(Entries taken from a collection)
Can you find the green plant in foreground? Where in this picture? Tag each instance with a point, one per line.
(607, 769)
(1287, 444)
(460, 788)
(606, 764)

Work required - Give the entries above as a two-column CSV with the header text,answer and one row per entry. Put each entry's text and its answer in separate quoted fields, and turn any line breaks into spaces.

Complete response -
text,answer
"Can you find the green plant in foreground? Where in this picture? Tag each instance with a point, one per line.","(607, 769) (1287, 444) (460, 788) (606, 764)"